Folding Time

Ori Gersht / Folding Time

Opening: 04/09/2008   Closing: 24/10/2008

Folding Time, Exhibition view, Noga Gallery of Contemporary Art, 2008
Folding Time, Exhibition view, Noga Gallery of Contemporary Art, 2008
Folding Time, Exhibition view, Noga Gallery of Contemporary Art, 2008
Folding Time, Exhibition view, Noga Gallery of Contemporary Art, 2008
Folding Time, Exhibition view, Noga Gallery of Contemporary Art, 2008
Fallin Bird, Still from video, 2008
Untitled 11, 100x100cm, 2007
Untitled 7, 240x180cm, 2007
Pomegranate, Still from Video, 2006

The exhibition Folding Time will present for the first time the still life film trilogy titled ‘Pomegranate’ 2006, ‘Big Bang’ 2006 and ‘Falling bird’ 2008 alongside the photographic works from a series titled Blow-Up 2007.

 

In this body of work, Gersht explores relationships between photography, film and technology, revisiting fundamental philosophical conundrums concerning optical perception, conception of time and the relationships between the photographic image and objective reality.

[Stored records]
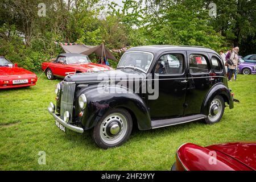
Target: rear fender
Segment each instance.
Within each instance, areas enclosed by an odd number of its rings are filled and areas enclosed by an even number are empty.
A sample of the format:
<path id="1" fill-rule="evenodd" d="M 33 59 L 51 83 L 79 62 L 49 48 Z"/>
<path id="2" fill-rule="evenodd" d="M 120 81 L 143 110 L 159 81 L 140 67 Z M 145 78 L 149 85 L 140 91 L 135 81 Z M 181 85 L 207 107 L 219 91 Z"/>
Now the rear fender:
<path id="1" fill-rule="evenodd" d="M 229 89 L 222 83 L 218 83 L 214 85 L 208 93 L 203 103 L 201 113 L 204 115 L 208 115 L 208 108 L 210 106 L 210 102 L 213 100 L 213 98 L 217 95 L 220 95 L 223 97 L 224 101 L 229 105 L 229 109 L 234 107 L 234 102 L 233 97 Z"/>

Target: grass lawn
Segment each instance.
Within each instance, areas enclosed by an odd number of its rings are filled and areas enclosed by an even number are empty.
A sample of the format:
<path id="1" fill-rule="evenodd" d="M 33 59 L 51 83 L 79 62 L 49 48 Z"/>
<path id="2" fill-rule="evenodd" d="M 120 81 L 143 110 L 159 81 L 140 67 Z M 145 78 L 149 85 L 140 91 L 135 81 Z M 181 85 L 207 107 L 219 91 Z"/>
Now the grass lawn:
<path id="1" fill-rule="evenodd" d="M 60 81 L 43 75 L 36 86 L 0 91 L 0 170 L 170 170 L 184 143 L 256 140 L 256 75 L 239 75 L 229 82 L 241 103 L 226 108 L 219 123 L 134 130 L 123 146 L 106 150 L 87 133 L 65 134 L 55 126 L 47 107 Z M 46 165 L 38 163 L 40 151 L 46 153 Z"/>

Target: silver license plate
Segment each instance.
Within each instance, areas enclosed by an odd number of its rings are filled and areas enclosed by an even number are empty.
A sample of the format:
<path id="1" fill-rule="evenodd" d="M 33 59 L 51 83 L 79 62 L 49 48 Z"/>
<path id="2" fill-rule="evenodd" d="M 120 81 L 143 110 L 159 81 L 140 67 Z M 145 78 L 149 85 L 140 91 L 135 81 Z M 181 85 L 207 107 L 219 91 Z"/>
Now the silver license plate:
<path id="1" fill-rule="evenodd" d="M 62 131 L 66 133 L 66 128 L 65 126 L 60 124 L 59 122 L 57 121 L 57 120 L 55 120 L 55 125 L 57 126 L 57 127 Z"/>
<path id="2" fill-rule="evenodd" d="M 28 80 L 13 80 L 13 84 L 26 84 L 28 82 Z"/>

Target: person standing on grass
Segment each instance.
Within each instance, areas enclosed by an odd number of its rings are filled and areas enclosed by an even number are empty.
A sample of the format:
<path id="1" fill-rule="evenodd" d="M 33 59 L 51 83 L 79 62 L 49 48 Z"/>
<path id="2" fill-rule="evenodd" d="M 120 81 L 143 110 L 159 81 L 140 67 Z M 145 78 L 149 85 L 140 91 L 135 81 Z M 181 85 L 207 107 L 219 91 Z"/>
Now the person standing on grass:
<path id="1" fill-rule="evenodd" d="M 228 60 L 230 58 L 230 55 L 231 55 L 231 53 L 232 52 L 232 51 L 234 51 L 234 47 L 232 48 L 230 50 L 229 50 L 227 51 L 226 53 L 226 59 L 225 59 L 225 65 L 226 67 L 226 76 L 228 77 L 229 77 L 229 64 L 228 63 L 226 63 L 226 61 Z"/>
<path id="2" fill-rule="evenodd" d="M 229 74 L 228 81 L 232 81 L 231 78 L 232 77 L 233 73 L 234 73 L 235 71 L 236 70 L 237 63 L 238 63 L 238 52 L 239 47 L 236 47 L 234 49 L 234 51 L 233 51 L 230 54 L 230 59 L 232 61 L 233 64 L 233 65 L 229 64 Z"/>
<path id="3" fill-rule="evenodd" d="M 226 54 L 224 53 L 224 51 L 223 50 L 220 51 L 220 55 L 221 57 L 221 59 L 222 59 L 223 62 L 224 64 L 226 63 Z M 226 73 L 228 72 L 228 67 L 225 67 L 225 69 L 226 69 Z"/>

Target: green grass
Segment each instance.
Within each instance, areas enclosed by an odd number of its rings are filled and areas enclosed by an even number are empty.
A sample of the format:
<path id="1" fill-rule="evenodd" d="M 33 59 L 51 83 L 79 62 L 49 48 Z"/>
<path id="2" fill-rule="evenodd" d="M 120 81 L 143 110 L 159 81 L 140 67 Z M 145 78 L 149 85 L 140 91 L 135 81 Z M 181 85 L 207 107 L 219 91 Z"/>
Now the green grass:
<path id="1" fill-rule="evenodd" d="M 47 107 L 59 81 L 42 75 L 36 86 L 0 91 L 0 170 L 170 170 L 184 143 L 256 140 L 256 75 L 229 82 L 241 103 L 226 107 L 219 123 L 135 130 L 123 145 L 107 150 L 87 133 L 65 134 L 55 126 Z M 46 165 L 38 163 L 40 151 L 46 152 Z"/>

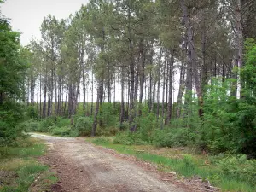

▶ ACTIONS TO TAKE:
- 1) Write out the stored rows verbatim, beginning at the line that contains "Target: grass lawn" and stopping after the line that contains "28 80 L 13 80", with both of those lines included.
- 2) Extend the text on the Folding Time exhibition, picking up after its final sentence.
The exhibition text and the rows have no connection to each other.

▶ TASK-BY-TASK ANSWERS:
- 1)
Target: grass lawn
Segment each instance.
Within each instance, areas enclosed by an odd number of its rings are filled and areas enclosed by an even number are empty.
A sample of the format:
<path id="1" fill-rule="evenodd" d="M 33 59 L 51 83 L 79 62 L 49 48 Z"/>
<path id="2" fill-rule="evenodd" d="M 120 81 L 143 110 L 159 81 L 140 67 Z M 145 78 L 149 85 L 140 91 L 135 81 Z M 181 85 L 207 107 L 219 91 Z"/>
Now the grass lawn:
<path id="1" fill-rule="evenodd" d="M 60 81 L 43 75 L 36 86 L 0 91 L 0 170 L 170 170 L 184 143 L 256 140 L 256 75 L 239 75 L 229 82 L 241 103 L 226 108 L 219 123 L 134 130 L 123 146 L 106 150 L 87 133 L 65 134 L 55 126 L 47 107 Z M 46 165 L 38 163 L 40 151 L 46 153 Z"/>

Target: silver license plate
Segment each instance.
Within each instance, areas enclosed by an odd number of its rings are filled and areas enclosed by an even number are empty.
A sample of the format:
<path id="1" fill-rule="evenodd" d="M 33 59 L 51 83 L 79 62 L 49 48 Z"/>
<path id="2" fill-rule="evenodd" d="M 120 81 L 143 110 L 159 81 L 140 67 Z M 145 78 L 149 85 L 140 91 L 135 81 Z M 181 85 L 207 107 L 219 91 Z"/>
Now the silver license plate:
<path id="1" fill-rule="evenodd" d="M 62 131 L 66 133 L 66 128 L 65 126 L 60 124 L 59 122 L 57 121 L 57 120 L 55 120 L 55 125 L 57 126 L 57 127 Z"/>
<path id="2" fill-rule="evenodd" d="M 28 80 L 13 80 L 13 84 L 26 84 L 28 82 Z"/>

- 2)
 

All three films were shot with high definition, high speed camera technology and are based on old masters still life compositions. Whereas such paintings attempted to preserve motionless moments frozen in time, Gersht’s compositions are obstructed by fast and violent interventions. In ‘Pomegranate’, a film that references Juan Sanchez Cotan’s 17th century still life and Harold Edgerton’s high speed stroboscopic photography, a high velocity bullet flies across the frame in slow motion and obliterates a suspended pomegranate, bursts it into open and wheels it slowly in the air like a smashed violated mouth spraying seeds.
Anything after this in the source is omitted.